Ce mécanisme n’avait jusqu’à présent jamais été élucidé. Les études sur l’animal ont permis d’identifier les mécanismes moléculaires en cause et de montrer des changements cellulaires et moléculaires importants au sein du système nerveux central. Il reste encore à montrer que cela se passe de la même manière chez l’homme. C’est l’objet d’un des prochains projets cliniques de l’équipe de l’Institut de la Vision : des cohortes de patients souffrant de douleurs cornéennes chroniques seront examinées en IRM fonctionnelle afin de voir quelles sont les structures actives lorsqu’ils souffrent.
Catégoriser la douleur pour mieux la traiter
La quête de biomarqueurs pour caractériser la douleur est également un des pivots de ces recherches. Elle passe entre autres par l’analyse « d’empreintes conjonctivales ». La technique consiste à poser une sorte de papier buvard sur l’œil des patients afin de prélever des cellules de la conjonctive et les analyser ensuite par biologie moléculaire. Ces empreintes mesurent chez chaque patient le niveau d’expression de certaines protéines impliquées dans la transmission du message douloureux. « Avec Christophe Baudouin et Antoine Labbé nous recherchons sur ces empreintes un certain nombre de molécules déjà connues dans le monde de la douleur. Nous cherchons à savoir si elles sont surexprimées ou sous-exprimées chez certains patients… Nous espérons ainsi pouvoir caractériser les types de douleurs et catégoriser nos patients. » L’objectif de cette recherche est de parvenir à terme à proposer une véritable prise en charge personnalisée de la douleur oculaire.

- Marche à suivre -
Dans le texte sur la douleur oculaire, recopiez le passage qui s’ouvre sur les mots contenant « Ce mécanisme n’avait » et se ferme sur « actives lorsqu’ils souffrent. », en renommant « Institut de la Vision » en « Institut de la Vue ».

- Extraits des données -
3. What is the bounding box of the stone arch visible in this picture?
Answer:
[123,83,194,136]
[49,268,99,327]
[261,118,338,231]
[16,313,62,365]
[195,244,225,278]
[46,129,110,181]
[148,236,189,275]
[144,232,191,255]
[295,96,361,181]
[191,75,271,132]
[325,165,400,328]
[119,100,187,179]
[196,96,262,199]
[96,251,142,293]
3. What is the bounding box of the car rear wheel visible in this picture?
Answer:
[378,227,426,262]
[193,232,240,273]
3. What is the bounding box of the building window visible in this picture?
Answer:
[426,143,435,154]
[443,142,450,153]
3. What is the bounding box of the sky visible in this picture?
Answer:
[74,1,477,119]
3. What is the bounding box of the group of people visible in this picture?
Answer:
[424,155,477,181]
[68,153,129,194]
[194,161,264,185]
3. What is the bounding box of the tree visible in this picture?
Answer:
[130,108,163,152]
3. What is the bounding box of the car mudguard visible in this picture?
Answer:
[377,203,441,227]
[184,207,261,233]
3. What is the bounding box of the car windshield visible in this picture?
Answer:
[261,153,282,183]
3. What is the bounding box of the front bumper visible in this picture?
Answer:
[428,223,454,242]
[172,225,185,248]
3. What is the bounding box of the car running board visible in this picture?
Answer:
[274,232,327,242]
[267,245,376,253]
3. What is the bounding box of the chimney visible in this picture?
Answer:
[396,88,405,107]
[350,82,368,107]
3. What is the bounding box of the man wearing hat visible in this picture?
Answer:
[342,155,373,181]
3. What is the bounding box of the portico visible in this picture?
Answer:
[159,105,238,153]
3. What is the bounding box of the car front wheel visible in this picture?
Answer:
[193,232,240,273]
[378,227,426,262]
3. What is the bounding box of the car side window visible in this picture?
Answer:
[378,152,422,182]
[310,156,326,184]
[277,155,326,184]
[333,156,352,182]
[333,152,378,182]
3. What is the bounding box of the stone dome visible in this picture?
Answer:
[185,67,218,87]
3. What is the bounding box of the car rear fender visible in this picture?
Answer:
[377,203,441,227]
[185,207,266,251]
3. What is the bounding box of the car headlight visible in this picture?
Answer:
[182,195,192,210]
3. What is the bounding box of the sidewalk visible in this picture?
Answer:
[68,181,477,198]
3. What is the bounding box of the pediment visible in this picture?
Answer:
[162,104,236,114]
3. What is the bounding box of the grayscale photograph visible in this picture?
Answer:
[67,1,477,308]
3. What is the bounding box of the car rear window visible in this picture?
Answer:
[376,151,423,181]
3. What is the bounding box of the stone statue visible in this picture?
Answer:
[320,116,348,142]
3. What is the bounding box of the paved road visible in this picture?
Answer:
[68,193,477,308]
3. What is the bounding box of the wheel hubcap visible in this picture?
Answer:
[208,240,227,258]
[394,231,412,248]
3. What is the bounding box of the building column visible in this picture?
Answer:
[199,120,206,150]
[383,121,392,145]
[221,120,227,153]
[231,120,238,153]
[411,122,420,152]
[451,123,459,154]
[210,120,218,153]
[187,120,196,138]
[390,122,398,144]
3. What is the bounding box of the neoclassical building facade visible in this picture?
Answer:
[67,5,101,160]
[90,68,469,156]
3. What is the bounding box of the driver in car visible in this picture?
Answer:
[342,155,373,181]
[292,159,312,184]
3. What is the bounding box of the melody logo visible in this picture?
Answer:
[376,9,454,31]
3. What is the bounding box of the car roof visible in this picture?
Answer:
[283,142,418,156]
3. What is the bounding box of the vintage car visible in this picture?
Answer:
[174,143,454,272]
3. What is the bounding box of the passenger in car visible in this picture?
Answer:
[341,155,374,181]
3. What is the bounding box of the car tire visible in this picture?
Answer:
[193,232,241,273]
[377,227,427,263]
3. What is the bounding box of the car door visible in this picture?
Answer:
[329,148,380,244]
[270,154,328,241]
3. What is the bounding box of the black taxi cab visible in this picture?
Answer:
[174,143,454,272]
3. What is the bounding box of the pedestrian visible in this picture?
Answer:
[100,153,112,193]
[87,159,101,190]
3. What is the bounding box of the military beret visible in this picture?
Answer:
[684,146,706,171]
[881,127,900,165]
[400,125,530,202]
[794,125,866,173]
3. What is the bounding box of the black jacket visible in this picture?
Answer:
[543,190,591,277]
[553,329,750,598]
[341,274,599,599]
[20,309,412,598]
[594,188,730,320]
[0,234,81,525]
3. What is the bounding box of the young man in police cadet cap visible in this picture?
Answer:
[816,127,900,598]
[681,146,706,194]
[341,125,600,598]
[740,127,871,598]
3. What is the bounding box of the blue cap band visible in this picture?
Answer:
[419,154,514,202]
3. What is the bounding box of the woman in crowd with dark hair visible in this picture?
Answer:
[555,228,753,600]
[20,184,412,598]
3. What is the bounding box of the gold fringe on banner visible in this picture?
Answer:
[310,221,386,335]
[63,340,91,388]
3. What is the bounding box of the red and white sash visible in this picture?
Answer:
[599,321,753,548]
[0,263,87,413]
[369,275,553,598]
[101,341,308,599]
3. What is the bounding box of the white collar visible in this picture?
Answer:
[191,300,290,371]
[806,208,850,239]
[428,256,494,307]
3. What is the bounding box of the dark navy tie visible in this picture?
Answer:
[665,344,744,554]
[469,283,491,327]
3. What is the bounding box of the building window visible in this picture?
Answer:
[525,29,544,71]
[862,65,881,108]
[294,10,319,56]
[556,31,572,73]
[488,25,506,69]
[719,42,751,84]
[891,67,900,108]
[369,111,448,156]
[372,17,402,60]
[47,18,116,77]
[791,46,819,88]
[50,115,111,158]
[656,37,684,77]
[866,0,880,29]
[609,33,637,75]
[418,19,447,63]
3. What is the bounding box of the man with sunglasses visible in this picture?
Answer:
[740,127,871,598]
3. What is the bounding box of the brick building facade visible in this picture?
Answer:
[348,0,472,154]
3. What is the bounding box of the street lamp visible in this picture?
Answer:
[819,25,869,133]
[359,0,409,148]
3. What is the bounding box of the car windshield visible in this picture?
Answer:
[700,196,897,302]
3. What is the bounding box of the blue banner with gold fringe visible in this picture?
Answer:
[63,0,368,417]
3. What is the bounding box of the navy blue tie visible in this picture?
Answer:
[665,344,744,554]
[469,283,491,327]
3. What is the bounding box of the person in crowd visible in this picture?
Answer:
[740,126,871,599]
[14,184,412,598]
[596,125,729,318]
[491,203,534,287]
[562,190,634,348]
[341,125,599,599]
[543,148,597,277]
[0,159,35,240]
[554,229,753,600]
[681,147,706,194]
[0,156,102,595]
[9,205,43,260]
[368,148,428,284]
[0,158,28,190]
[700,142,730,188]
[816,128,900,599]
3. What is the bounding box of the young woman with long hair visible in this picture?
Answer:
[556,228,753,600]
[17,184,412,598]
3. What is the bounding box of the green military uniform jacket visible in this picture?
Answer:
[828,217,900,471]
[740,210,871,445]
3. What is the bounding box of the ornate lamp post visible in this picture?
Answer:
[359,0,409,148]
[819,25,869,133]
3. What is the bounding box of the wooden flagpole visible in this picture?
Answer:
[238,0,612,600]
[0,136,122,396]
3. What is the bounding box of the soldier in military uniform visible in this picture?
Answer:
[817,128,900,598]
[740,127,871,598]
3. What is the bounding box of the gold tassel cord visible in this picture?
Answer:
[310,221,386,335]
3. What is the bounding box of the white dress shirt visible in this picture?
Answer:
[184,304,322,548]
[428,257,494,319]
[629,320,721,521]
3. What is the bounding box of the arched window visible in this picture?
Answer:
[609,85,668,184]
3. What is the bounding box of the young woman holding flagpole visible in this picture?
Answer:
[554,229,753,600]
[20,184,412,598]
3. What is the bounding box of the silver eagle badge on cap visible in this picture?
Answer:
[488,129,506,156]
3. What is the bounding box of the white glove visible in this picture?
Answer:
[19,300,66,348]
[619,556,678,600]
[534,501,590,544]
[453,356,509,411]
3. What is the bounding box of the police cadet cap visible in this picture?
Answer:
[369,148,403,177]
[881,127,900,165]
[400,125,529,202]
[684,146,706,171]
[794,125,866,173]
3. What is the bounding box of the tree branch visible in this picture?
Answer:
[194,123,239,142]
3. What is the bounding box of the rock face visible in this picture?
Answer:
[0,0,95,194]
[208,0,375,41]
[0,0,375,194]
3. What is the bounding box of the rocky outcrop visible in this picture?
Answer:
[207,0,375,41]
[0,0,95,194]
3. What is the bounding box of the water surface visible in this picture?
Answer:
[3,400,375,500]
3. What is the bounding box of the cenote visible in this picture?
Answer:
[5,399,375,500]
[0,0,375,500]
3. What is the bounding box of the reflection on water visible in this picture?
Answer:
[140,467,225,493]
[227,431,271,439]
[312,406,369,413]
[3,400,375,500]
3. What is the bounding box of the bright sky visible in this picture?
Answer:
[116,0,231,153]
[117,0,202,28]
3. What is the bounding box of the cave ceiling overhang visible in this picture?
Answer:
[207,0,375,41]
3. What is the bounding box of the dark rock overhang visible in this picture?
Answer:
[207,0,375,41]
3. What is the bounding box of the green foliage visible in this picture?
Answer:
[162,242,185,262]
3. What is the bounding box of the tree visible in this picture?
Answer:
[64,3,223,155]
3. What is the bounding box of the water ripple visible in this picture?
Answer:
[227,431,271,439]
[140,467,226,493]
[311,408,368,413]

- Solution détaillée -
Ce mécanisme n’avait jusqu’à présent jamais été élucidé. Les études sur l’animal ont permis d’identifier les mécanismes moléculaires en cause et de montrer des changements cellulaires et moléculaires importants au sein du système nerveux central. Il reste encore à montrer que cela se passe de la même manière chez l’homme. C’est l’objet d’un des prochains projets cliniques de l’équipe de l’Institut de la Vue : des cohortes de patients souffrant de douleurs cornéennes chroniques seront examinées en IRM fonctionnelle afin de voir quelles sont les structures actives lorsqu’ils souffrent.